■ **WRITTEN TASK**
Echo, word for word, the passage of the image cache bug report that opens with the words containing "A new cached" and closes with "useCount were 1.".

■ **TEXT**

=-=-=-=-=

Eucalyptus

Strange behavior in managing image cache

Bug #837241 reported by wat on 2011-08-30

This bug affects 1 person

Affects		Status	Importance	Assigned to	Milestone
	Eucalyptus	New	Undecided	Neil Soman

Bug Description

In walrus's image cache management, the cached images with useCount=1 are harder to remove than ones with useCount=0.
A new cached image made after euca-register has useCount=0, and it can be marked as removable when all the other caches' useCount > 0.

After several "Maximum image cache size exceeded" errors happened, I tried to run 3 instances from different images at the same time and 2 of them were terminated after long "pending" status.
It seemed that they were removing thier caches each other (see the log below) because all the other's useCount were 1.

-----------------------------------

12:45:59 INFO [WalrusImageManager:Thread-81] Attempting to flush cached image: chtes2/vmlinuz-2.6.18-194.17.1.el5.manifest.xml
12:46:00 INFO [WalrusImageManager:Thread-81] Attempting to flush cached image: chtes5/initrd-2.6.18-194.17.1.el5.img.manifest.xml
12:46:01 INFO [WalrusImageManager:Thread-81] Attempting to flush cached image: chtes5/vmlinuz-2.6.18-194.17.1.el5.manifest.xml
12:46:02 INFO [WalrusImageManager:Thread-81] Attempting to flush cached image: chtes2/initrd-2.6.18-194.17.1.el5.img.manifest.xml
12:46:03 INFO [WalrusImageManager:Thread-81] Attempting to flush cached image: chtes2/TempBase1.img.manifest.xml
12:46:03 INFO [WalrusImageManager:Thread-81] Cached image: imgtesB/imgtesB1.manifest.xml size: 2147483648

12:58:55 INFO [WalrusImageManager:Thread-134] Attempting to flush cached image: imgtesB/imgtesB1.manifest.xml
12:58:57 INFO [WalrusImageManager:Thread-134] Cached image: chtes2/initrd-2.6.18-194.17.1.el5.img.manifest.xml size: 2683713

Environment/
Eucalyptus : 2.0.2
Host : CentOS5.5
Installed : binary(eucalyptus-2.0.2-centos-x86_64.tar.gz)

=-=-=-=-=

[Records from a collection]

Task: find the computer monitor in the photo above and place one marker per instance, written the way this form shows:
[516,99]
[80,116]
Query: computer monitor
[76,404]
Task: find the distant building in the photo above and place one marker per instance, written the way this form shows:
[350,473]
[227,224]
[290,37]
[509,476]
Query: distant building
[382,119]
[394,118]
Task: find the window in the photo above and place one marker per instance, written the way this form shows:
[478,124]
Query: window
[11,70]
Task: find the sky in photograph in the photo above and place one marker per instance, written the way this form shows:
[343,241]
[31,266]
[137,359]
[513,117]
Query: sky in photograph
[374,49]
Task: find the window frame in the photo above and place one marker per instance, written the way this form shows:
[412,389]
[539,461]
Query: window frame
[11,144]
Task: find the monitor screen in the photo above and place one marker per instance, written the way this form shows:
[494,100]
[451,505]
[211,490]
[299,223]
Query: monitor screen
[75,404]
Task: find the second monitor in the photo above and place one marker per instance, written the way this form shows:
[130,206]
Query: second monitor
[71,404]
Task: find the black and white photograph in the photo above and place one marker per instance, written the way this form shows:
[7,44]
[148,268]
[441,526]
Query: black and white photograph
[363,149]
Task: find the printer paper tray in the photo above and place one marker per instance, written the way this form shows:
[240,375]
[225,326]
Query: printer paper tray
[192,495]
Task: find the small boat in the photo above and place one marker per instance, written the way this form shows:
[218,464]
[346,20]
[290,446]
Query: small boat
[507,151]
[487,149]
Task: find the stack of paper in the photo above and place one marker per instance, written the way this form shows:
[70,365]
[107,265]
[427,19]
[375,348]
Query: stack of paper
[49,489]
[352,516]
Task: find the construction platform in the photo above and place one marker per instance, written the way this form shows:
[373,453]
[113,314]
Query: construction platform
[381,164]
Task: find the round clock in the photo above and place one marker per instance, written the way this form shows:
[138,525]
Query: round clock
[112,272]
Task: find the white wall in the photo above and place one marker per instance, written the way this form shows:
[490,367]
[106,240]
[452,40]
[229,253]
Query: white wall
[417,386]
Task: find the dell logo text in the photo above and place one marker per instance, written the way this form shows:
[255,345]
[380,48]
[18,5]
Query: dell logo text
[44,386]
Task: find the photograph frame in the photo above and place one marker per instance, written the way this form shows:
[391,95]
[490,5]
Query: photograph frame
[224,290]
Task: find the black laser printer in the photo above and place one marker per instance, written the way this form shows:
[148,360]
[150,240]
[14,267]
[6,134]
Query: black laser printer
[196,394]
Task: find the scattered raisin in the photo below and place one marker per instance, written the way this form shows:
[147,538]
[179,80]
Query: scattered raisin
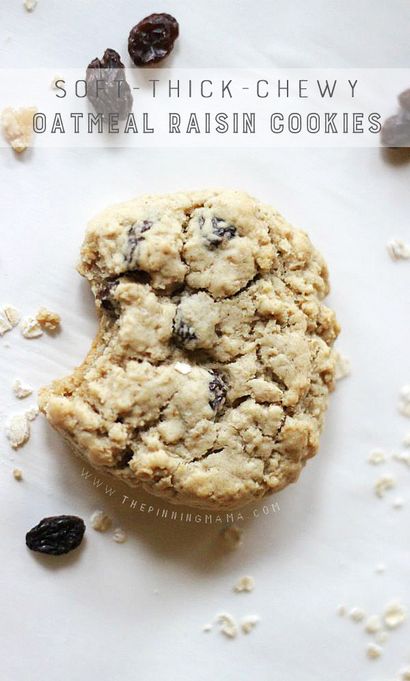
[218,388]
[216,231]
[56,535]
[107,87]
[134,237]
[152,39]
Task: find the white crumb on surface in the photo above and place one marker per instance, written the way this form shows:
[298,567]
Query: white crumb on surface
[342,366]
[17,126]
[376,457]
[403,457]
[394,615]
[119,535]
[182,368]
[100,521]
[404,400]
[373,651]
[232,536]
[244,584]
[4,326]
[248,623]
[21,390]
[30,328]
[32,413]
[12,315]
[17,430]
[30,5]
[383,485]
[227,625]
[357,614]
[373,624]
[398,249]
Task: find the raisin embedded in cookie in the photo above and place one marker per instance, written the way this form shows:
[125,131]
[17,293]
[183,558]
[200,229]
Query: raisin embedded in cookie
[208,380]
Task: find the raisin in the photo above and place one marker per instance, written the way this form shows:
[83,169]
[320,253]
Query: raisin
[218,231]
[107,87]
[218,388]
[56,535]
[104,296]
[181,331]
[134,237]
[152,39]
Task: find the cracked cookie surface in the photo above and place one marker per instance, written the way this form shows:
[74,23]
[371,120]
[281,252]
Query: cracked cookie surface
[208,380]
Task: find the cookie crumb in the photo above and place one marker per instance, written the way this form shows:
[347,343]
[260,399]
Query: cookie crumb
[32,413]
[404,400]
[17,125]
[342,365]
[232,535]
[357,614]
[30,328]
[376,457]
[373,651]
[398,250]
[100,521]
[373,624]
[30,5]
[383,484]
[50,321]
[228,626]
[17,430]
[20,390]
[4,326]
[12,315]
[119,535]
[248,623]
[244,584]
[394,615]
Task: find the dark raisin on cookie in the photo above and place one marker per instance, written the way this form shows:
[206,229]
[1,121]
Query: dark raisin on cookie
[107,87]
[56,535]
[152,39]
[218,388]
[134,237]
[218,231]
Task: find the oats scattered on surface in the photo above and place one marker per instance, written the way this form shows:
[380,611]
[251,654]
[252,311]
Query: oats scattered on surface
[383,484]
[342,366]
[12,315]
[373,624]
[357,614]
[30,5]
[394,615]
[244,584]
[32,413]
[398,249]
[248,623]
[404,400]
[17,430]
[50,321]
[100,521]
[376,457]
[227,625]
[30,328]
[373,651]
[17,126]
[20,390]
[232,536]
[183,368]
[119,535]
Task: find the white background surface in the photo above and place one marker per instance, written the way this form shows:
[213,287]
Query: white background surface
[95,615]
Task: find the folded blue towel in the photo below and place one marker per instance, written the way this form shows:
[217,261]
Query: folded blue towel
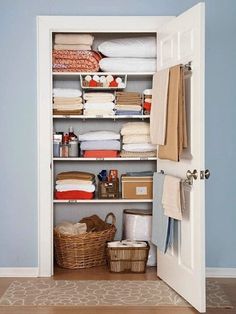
[162,226]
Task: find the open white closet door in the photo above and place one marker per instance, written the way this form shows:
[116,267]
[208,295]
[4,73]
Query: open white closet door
[183,266]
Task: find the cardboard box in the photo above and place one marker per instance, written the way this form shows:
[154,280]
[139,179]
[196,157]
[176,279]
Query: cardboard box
[136,187]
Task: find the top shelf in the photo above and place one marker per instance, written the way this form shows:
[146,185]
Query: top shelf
[102,73]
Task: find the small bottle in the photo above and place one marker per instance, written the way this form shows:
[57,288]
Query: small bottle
[71,132]
[73,147]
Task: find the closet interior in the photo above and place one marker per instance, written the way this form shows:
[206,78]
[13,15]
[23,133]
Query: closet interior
[128,80]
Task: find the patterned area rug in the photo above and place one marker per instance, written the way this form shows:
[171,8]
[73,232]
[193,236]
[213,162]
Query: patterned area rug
[48,292]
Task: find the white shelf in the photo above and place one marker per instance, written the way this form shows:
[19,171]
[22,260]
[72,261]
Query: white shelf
[102,73]
[103,159]
[103,201]
[82,117]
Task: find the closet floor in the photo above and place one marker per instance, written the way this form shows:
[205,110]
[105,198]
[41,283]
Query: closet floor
[101,273]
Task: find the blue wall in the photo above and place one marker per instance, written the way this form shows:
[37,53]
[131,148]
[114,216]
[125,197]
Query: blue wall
[18,116]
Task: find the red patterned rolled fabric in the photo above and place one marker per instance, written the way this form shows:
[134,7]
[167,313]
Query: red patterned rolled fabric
[75,61]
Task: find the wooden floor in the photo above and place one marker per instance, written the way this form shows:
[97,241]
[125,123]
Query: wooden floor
[101,273]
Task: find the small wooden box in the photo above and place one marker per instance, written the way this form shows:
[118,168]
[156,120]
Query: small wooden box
[136,187]
[108,189]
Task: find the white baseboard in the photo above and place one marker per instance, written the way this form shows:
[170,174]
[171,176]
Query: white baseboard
[220,272]
[19,271]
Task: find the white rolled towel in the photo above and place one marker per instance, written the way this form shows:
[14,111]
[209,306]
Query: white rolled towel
[66,92]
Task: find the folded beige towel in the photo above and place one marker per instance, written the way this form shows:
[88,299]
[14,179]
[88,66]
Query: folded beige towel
[159,107]
[72,47]
[176,129]
[171,197]
[74,39]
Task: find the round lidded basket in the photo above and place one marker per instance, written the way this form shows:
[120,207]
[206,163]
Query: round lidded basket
[84,250]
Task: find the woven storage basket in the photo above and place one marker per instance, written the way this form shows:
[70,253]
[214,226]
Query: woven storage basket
[84,250]
[127,259]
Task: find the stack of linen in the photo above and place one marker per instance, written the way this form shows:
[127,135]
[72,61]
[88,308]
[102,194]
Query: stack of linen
[128,103]
[73,42]
[72,53]
[136,140]
[99,104]
[75,185]
[67,101]
[100,144]
[137,54]
[147,101]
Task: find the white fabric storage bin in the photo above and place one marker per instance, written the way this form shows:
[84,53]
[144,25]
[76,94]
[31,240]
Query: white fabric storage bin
[138,226]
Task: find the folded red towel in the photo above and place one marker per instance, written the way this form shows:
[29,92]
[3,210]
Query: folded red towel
[147,106]
[74,195]
[100,153]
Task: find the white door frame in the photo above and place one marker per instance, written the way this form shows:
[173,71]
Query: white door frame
[46,25]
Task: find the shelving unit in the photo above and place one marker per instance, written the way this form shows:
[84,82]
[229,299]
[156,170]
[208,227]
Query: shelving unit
[77,209]
[103,201]
[82,117]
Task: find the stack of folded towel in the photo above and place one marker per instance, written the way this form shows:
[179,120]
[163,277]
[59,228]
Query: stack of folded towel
[136,140]
[128,103]
[100,144]
[147,103]
[137,54]
[73,42]
[67,101]
[75,185]
[99,103]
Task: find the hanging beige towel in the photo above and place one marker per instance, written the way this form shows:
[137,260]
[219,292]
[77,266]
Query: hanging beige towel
[176,129]
[159,107]
[170,149]
[171,197]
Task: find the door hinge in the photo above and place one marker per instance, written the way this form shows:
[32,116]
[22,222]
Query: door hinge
[205,174]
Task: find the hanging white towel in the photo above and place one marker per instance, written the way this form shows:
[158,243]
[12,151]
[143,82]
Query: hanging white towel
[171,198]
[159,107]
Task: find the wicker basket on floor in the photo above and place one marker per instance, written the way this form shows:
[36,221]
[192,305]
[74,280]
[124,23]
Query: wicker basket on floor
[84,250]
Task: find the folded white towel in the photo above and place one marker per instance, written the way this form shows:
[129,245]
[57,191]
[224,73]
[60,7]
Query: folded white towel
[171,198]
[66,92]
[97,106]
[135,139]
[99,96]
[128,107]
[142,147]
[135,128]
[99,112]
[77,187]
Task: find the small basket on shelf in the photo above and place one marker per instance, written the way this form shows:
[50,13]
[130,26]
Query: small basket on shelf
[101,81]
[84,250]
[108,189]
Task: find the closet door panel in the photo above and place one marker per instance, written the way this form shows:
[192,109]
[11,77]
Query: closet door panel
[183,266]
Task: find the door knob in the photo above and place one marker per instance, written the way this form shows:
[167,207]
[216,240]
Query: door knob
[191,176]
[205,174]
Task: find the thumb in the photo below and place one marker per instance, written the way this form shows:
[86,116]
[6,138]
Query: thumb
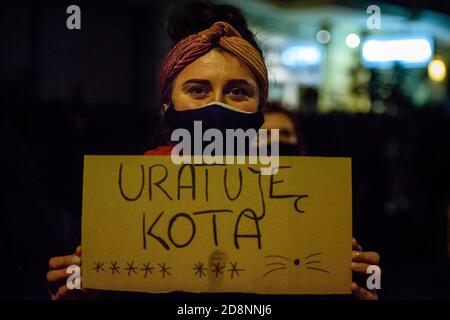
[78,251]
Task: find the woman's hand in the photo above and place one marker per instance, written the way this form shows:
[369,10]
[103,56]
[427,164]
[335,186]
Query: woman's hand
[360,262]
[57,278]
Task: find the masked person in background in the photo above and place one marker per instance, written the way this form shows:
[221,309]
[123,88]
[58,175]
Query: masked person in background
[290,141]
[214,73]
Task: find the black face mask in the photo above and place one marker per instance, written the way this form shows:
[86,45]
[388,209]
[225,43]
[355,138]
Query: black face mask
[286,149]
[215,115]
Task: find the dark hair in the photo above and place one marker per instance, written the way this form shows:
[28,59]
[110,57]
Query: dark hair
[200,15]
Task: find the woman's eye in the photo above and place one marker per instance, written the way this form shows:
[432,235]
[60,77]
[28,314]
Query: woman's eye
[198,91]
[238,92]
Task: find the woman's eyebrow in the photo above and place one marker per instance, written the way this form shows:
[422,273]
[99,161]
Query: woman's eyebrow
[234,82]
[197,81]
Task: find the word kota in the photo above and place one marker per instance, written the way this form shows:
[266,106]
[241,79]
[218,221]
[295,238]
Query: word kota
[187,180]
[213,152]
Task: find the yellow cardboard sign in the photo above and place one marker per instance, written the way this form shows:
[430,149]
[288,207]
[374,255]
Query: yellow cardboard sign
[150,225]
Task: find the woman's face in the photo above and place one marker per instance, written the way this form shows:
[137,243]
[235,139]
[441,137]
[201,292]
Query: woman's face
[216,76]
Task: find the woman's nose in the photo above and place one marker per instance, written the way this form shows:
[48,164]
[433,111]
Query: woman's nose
[219,96]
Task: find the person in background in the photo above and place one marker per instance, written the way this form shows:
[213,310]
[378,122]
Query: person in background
[291,141]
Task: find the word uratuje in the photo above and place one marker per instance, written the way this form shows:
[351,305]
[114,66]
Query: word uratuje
[154,178]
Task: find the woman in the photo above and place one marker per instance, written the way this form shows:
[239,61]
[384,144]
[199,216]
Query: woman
[214,73]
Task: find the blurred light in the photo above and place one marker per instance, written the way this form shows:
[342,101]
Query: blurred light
[437,70]
[297,56]
[323,36]
[412,52]
[352,40]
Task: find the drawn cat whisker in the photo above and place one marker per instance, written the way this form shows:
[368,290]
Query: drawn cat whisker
[318,269]
[276,263]
[277,256]
[270,271]
[312,255]
[315,261]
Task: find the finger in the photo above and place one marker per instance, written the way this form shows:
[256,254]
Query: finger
[363,294]
[359,267]
[368,257]
[356,245]
[63,262]
[57,275]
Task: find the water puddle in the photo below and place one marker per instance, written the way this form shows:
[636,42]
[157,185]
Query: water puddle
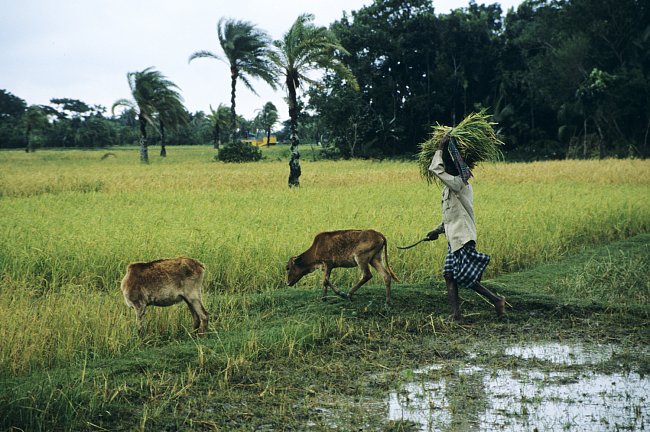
[529,399]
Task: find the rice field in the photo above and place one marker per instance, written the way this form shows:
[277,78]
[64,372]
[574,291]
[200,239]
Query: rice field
[71,221]
[278,358]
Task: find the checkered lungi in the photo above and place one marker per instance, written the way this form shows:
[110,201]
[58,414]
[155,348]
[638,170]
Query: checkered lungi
[466,265]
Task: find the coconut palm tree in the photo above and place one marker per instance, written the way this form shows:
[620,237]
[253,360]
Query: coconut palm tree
[171,112]
[219,120]
[246,49]
[267,118]
[146,88]
[303,49]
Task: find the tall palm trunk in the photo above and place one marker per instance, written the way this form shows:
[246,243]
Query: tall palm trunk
[28,134]
[234,73]
[217,135]
[294,162]
[144,151]
[163,150]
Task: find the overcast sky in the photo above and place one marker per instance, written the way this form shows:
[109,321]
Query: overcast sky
[83,49]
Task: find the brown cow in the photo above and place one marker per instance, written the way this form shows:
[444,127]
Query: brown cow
[163,283]
[347,248]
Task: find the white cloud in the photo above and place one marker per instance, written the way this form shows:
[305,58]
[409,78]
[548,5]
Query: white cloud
[83,49]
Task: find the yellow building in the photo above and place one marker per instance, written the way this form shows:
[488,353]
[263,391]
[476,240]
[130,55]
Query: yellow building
[261,141]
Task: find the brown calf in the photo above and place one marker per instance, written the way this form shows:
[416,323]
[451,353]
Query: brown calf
[347,248]
[163,283]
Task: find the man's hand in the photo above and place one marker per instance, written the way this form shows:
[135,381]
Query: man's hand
[432,235]
[442,144]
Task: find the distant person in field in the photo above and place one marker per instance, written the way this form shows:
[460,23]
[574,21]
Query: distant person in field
[464,265]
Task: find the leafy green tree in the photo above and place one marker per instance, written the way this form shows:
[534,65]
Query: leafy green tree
[246,50]
[12,109]
[146,87]
[267,118]
[10,105]
[303,49]
[35,119]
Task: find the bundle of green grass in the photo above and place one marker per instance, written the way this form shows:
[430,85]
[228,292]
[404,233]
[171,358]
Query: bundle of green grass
[474,137]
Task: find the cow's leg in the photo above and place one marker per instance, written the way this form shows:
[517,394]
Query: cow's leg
[205,318]
[139,313]
[328,284]
[326,281]
[196,321]
[378,264]
[365,277]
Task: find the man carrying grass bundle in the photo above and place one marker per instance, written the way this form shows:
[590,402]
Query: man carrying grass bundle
[455,152]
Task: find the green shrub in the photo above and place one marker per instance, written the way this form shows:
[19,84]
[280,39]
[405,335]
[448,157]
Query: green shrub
[239,152]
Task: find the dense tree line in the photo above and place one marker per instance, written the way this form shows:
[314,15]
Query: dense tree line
[70,123]
[562,78]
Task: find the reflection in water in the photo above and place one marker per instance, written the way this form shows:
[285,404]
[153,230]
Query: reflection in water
[533,399]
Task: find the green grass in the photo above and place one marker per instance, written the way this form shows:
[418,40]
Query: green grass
[70,222]
[289,353]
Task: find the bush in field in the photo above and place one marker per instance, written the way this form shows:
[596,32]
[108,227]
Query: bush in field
[239,152]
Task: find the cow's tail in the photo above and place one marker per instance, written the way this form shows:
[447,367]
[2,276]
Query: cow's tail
[390,270]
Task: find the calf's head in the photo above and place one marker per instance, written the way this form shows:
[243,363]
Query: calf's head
[296,270]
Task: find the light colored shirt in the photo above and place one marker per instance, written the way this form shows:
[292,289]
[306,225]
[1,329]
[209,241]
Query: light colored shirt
[457,206]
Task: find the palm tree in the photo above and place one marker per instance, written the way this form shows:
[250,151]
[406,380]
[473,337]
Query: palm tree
[146,88]
[267,118]
[35,118]
[171,112]
[246,49]
[219,120]
[305,48]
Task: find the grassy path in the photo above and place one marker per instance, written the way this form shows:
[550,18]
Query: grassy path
[291,362]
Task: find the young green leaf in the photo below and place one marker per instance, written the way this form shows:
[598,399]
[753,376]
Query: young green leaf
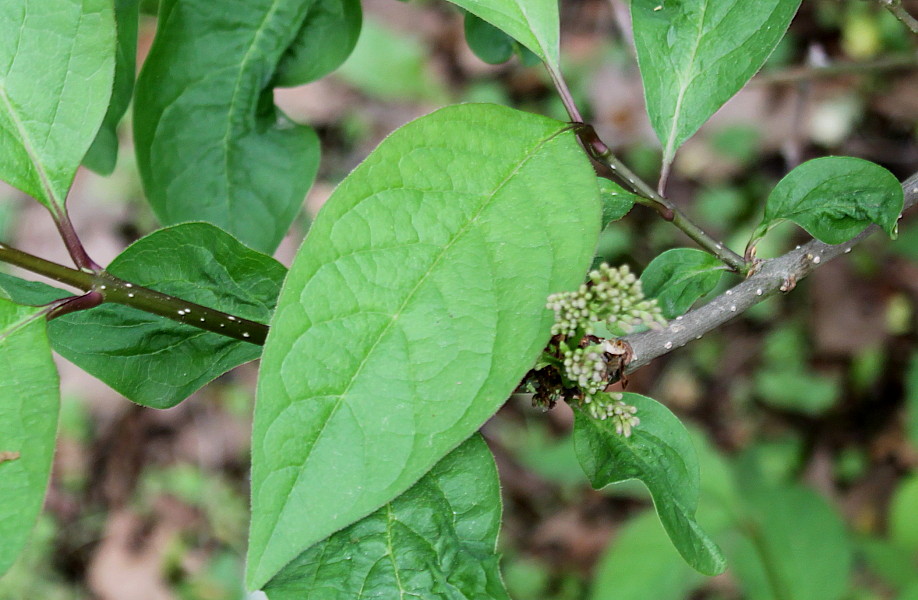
[641,563]
[835,198]
[57,61]
[211,145]
[29,399]
[695,54]
[103,153]
[155,361]
[660,454]
[679,277]
[533,23]
[616,201]
[435,540]
[414,307]
[795,546]
[327,37]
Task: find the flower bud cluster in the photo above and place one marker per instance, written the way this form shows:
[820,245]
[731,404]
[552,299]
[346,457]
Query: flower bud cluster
[587,367]
[610,406]
[613,296]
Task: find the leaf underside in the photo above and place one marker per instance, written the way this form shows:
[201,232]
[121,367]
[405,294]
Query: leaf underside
[211,145]
[660,454]
[29,399]
[155,361]
[694,55]
[413,309]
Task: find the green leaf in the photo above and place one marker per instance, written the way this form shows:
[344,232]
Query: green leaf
[489,43]
[616,201]
[695,54]
[834,199]
[679,277]
[911,400]
[795,547]
[437,540]
[31,293]
[391,65]
[641,563]
[57,59]
[415,305]
[29,401]
[533,23]
[327,37]
[211,145]
[103,153]
[155,361]
[903,522]
[660,454]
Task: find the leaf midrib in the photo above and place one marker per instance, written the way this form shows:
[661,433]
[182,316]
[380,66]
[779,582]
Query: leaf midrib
[529,155]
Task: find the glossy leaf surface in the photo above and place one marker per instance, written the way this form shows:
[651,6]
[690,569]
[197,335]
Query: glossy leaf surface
[29,401]
[616,201]
[155,361]
[211,145]
[835,198]
[103,153]
[57,61]
[660,454]
[679,277]
[412,310]
[437,540]
[695,54]
[533,23]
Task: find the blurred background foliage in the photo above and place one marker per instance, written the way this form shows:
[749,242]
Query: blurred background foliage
[804,409]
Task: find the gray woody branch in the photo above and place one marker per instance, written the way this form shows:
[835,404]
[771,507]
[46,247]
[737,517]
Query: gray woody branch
[771,277]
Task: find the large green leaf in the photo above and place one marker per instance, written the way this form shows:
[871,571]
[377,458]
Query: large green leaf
[155,361]
[436,540]
[660,454]
[695,54]
[29,399]
[57,61]
[411,312]
[679,277]
[533,23]
[211,145]
[795,546]
[835,198]
[103,153]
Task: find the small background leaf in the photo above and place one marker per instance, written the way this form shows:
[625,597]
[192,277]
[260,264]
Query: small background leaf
[415,305]
[695,54]
[437,540]
[211,145]
[660,454]
[29,401]
[795,546]
[533,23]
[103,153]
[155,361]
[679,277]
[835,198]
[51,108]
[328,36]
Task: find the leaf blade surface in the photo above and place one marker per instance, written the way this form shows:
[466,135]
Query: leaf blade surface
[413,309]
[56,67]
[29,402]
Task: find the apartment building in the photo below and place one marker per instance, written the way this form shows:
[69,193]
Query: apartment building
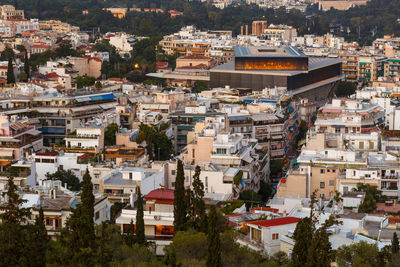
[349,116]
[370,68]
[18,138]
[349,66]
[158,217]
[88,138]
[392,68]
[9,12]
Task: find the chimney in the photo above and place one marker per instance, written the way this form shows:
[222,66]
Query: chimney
[131,201]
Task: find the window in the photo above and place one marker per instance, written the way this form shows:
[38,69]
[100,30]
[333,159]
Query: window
[255,234]
[221,150]
[49,222]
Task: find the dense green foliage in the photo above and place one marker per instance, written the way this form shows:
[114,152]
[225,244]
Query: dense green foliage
[213,240]
[10,72]
[196,208]
[372,196]
[140,237]
[180,206]
[66,177]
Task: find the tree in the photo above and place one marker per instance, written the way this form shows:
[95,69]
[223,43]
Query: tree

=-=-=-=-=

■ **ANSWER FOR THE TASK**
A new cached image made after euca-register has useCount=0, and it can be marked as removable when all the other caches' useCount > 0.

After several "Maximum image cache size exceeded" errors happened, I tried to run 3 instances from different images at the same time and 2 of them were terminated after long "pending" status.
It seemed that they were removing thier caches each other (see the log below) because all the other's useCount were 1.